» Provided passage
━━━━━━━━━━━━━━━━━━━━
The Ashes, one of cricket’s greatest series, is back once again and this gives us the perfect chance to relive some of the blockbuster moments by looking at some of the finest performances on the field. From Sir Donald Bradman’s infamous duck to Jim Laker’s 19 wickets, to the Stokes’ heist in 2019, we take a look back at the most memorable Ashes moments of all time.

Bradman’s Last Duck, 1948

What occurred in the last century is still the most talked-about ducks in cricket history. The legendary Don Bradman, playing his 52nd, and final, Test was dismissed for a second-ball duck by leg-spinner Eric Hollies. That dismissal, in the final Ashes match of 1948, left his career runs at 6996, at an average of 99.94 — Bradman had needed just four runs for a perfect average. It was his seventh Test duck, but eventually, it did little to tarnish his legacy.

Jim Laker’s 19 wickets in one match, 1956

Jim Laker produced an iconic spell at the Old Trafford pitch which helped England take an unassailable 2-1 lead in the Ashes series. His feat of 10 wickets in an innings has been repeated only twice– by Anil Kumble in 1999 and Ajaz Patel in 2021. However, Laker’s match tally of 19 dismissals is still on top and will probably never be broken.
━━━━━━━━━━━━━━━━━━━━
(Labeled shape entries)
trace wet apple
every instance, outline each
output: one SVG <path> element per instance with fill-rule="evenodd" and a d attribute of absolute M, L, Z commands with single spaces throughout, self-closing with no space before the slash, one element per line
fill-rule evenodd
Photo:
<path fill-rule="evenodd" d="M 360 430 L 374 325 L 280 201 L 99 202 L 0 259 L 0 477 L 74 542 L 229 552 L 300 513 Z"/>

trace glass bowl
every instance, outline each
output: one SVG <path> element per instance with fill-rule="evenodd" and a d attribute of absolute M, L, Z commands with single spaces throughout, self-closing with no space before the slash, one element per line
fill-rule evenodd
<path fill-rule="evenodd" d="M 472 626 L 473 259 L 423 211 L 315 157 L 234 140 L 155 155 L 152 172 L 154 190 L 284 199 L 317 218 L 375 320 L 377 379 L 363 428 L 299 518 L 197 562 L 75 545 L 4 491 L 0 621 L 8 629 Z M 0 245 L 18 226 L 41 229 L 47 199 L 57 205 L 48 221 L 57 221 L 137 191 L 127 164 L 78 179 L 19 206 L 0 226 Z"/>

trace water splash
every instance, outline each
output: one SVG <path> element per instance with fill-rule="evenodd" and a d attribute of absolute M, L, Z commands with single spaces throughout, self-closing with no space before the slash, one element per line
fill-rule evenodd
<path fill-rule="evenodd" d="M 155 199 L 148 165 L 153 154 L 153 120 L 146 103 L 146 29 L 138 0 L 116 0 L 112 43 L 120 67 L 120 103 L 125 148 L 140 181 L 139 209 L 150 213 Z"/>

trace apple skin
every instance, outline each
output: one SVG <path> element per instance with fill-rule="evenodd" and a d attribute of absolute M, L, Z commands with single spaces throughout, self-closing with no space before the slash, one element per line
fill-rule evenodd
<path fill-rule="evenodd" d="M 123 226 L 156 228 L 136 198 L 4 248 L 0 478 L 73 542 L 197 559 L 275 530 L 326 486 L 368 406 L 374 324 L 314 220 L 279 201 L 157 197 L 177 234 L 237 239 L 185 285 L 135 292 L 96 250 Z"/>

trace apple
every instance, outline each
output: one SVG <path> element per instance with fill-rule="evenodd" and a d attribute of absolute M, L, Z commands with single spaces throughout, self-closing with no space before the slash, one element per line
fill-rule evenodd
━━━━━━━━━━━━━━━━━━━━
» Required work
[1] Please reproduce everything in the Ashes passage from "What occurred in" down to "never be broken.".
[2] Answer these questions from the Ashes passage.
(a) Which bowler dismissed Bradman in his final Test?
(b) At which ground did Jim Laker take his 19 wickets?
(c) Which two bowlers have repeated Laker's feat of 10 wickets in an innings?
These entries have no connection to the Ashes passage.

» Answers
[1]
What occurred in the last century is still the most talked-about ducks in cricket history. The legendary Don Bradman, playing his 52nd, and final, Test was dismissed for a second-ball duck by leg-spinner Eric Hollies. That dismissal, in the final Ashes match of 1948, left his career runs at 6996, at an average of 99.94 — Bradman had needed just four runs for a perfect average. It was his seventh Test duck, but eventually, it did little to tarnish his legacy.

Jim Laker’s 19 wickets in one match, 1956

Jim Laker produced an iconic spell at the Old Trafford pitch which helped England take an unassailable 2-1 lead in the Ashes series. His feat of 10 wickets in an innings has been repeated only twice– by Anil Kumble in 1999 and Ajaz Patel in 2021. However, Laker’s match tally of 19 dismissals is still on top and will probably never be broken.

[2]
(a) Eric Hollies
(b) Old Trafford
(c) Anil Kumble (1999) and Ajaz Patel (2021)